## Document passage
Figure 4. Measuring condensation-related moisture in the roof deck at a cool-roof assembly with below-deck roof insulation in Colorado. This roof was replaced approximately two years prior to this photograph being taken.
MODEL CODE LOOPHOLES
Model codes are always evolving to meet new challenges in the industry. As such, many believe that the model codes address the issues surrounding cool roofs and condensation. In reality, the provisions of the International Building Code (IBC), International Energy Conservation Code (IECC), and International Existing Building Code (IEBC) do not fully protect roof replacements and roof re-covers from potential cool-roof-related condensation.

## Items
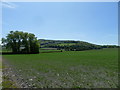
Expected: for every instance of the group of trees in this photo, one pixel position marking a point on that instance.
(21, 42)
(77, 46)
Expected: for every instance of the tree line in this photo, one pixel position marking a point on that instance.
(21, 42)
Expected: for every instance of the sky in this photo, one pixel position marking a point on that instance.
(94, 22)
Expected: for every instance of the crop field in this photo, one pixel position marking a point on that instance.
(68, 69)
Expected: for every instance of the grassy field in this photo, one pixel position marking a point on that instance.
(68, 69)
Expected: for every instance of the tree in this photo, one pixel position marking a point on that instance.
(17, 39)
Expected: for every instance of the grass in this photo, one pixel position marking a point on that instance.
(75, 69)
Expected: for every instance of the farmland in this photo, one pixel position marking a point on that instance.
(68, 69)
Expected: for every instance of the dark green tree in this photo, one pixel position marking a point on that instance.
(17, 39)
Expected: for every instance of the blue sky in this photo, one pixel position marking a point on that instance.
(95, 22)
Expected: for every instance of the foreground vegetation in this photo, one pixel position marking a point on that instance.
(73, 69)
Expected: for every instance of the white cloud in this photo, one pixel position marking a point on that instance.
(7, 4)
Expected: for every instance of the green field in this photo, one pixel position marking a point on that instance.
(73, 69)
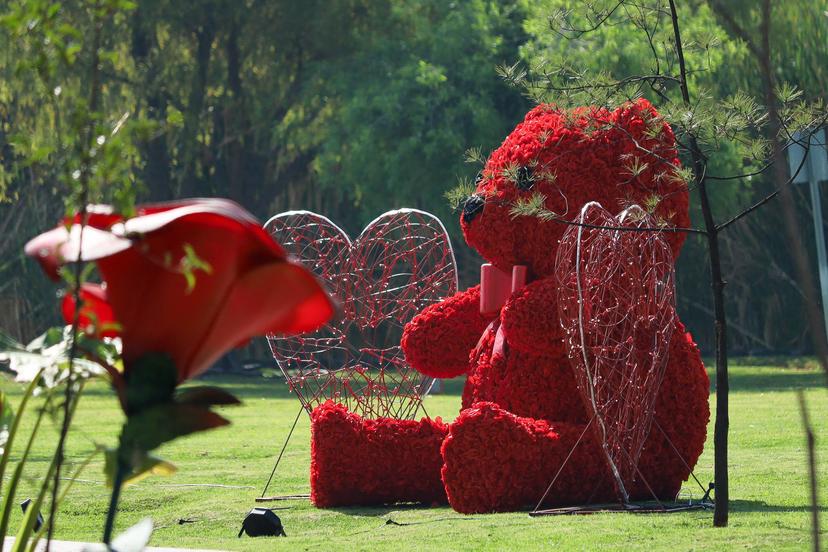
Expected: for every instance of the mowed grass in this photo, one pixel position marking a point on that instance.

## Challenges
A. In the passage on cool roofs and condensation, which three model codes are said not to fully protect roof replacements and roof re-covers from cool-roof-related condensation?
B. Continue the passage on cool roofs and condensation, starting after its last sentence.

## Final results
A. The International Building Code (IBC), the International Energy Conservation Code (IECC), and the International Existing Building Code (IEBC).

B.
The first line of defense against commercial roof system condensation in the codes is the ventilation provisions required in Section 1202.2 of the IBC, or providing an appropriate unventilated roofing assembly as required by Section 1202.3 of the IBC. However,the ventilation provisions of Section 1202.2 and unventilated roofing assembly requirements of Section 1202.3 can be difficult to retrofit on low-slope roofing assemblies in roof re-cover and roof replacement situations. This is particularly true on “hot” roof assemblies, where the roof sheathing and ceiling finishes are directly applied to the roof rafters. To adequately vent this roof structural assembly, each rafter cavity would require ventilation, and continuous roof vents are not generally available for membrane roofs. In addition, many authorities having jurisdiction do not enforce ventilation requirements for roof re-covers and roof replacements. Therefore, ventilation may not be a suitable solution to cool-roof-related condensation on low-slope roofs.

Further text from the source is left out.